AIM: Copy the mineral claims text starting at "Caledonia Project, Vancouver" and ending at "the Island Copper mine.", changing every "Island Copper mine" to "Island Copper Mine".

##### TEXT EXTRACT #####

Nevada Lithium Claims
The Company owns a 100% interest in 38 mineral claims located in
Nevada. The Northern Nevada
Lithium Project is located in the Granite Range about 34 line- km
southeast of Jackpot, Nevada,
about 73 line-km north-northeast of Wells, Nevada. The target is a Thacker Pass or Clayton
Valley type lithium clay deposit in volcanic tuff and
tuffaceous sediments of the Jarbidge Rhyolite package. The project
area was first identified in public domain stream sediment
geochemical data with follow up sediment sampling and geologic
reconnaissance.
Caledonia Project, Vancouver Island, BC
The Company has entered into a Property Option Agreement to
acquire a 100% interest in 7 mineral claims known as the
Caledonia, Cascade and Bluebell,
subject to a NSR between 1-2%. Located in the Nanaimo Mining
District of northern Vancouver Island. The claims are 7 km
north-west of BHP's past producing Island Copper mine. During its
prime operating period the Island Copper mine was Canada's third-largest copper producer. The
Caledonia, Cascade and Bluebell
claims area lies within a 50-kilometer-long copper belt northwest
of the Island Copper mine.

##### DATA SHOWN #####

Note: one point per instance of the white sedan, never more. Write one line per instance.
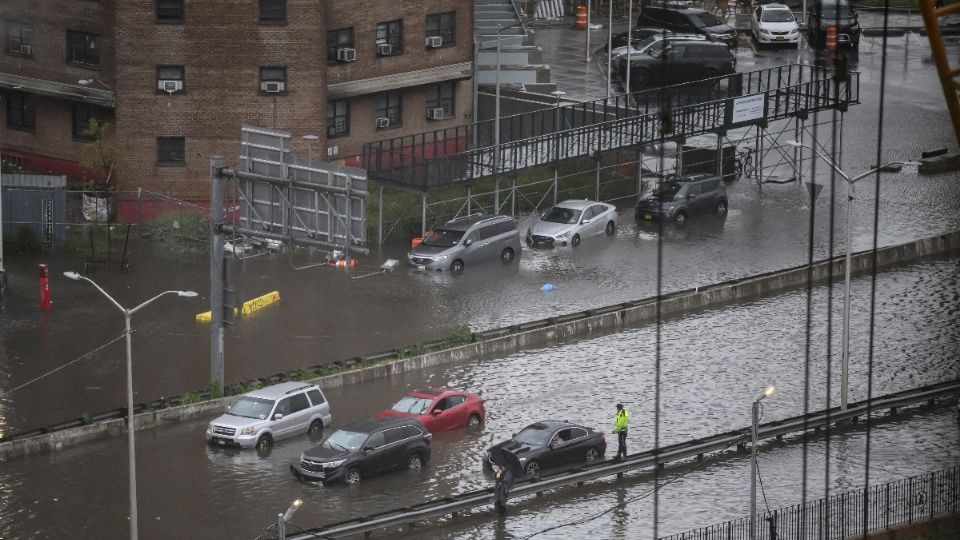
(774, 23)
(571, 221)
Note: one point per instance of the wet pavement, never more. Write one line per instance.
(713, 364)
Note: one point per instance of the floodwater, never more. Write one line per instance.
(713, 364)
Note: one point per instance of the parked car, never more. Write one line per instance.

#####

CORRECT RESULT:
Caledonia Project, Vancouver Island, BC
The Company has entered into a Property Option Agreement to
acquire a 100% interest in 7 mineral claims known as the
Caledonia, Cascade and Bluebell,
subject to a NSR between 1-2%. Located in the Nanaimo Mining
District of northern Vancouver Island. The claims are 7 km
north-west of BHP's past producing Island Copper Mine. During its
prime operating period the Island Copper Mine was Canada's third-largest copper producer. The
Caledonia, Cascade and Bluebell
claims area lies within a 50-kilometer-long copper belt northwest
of the Island Copper Mine.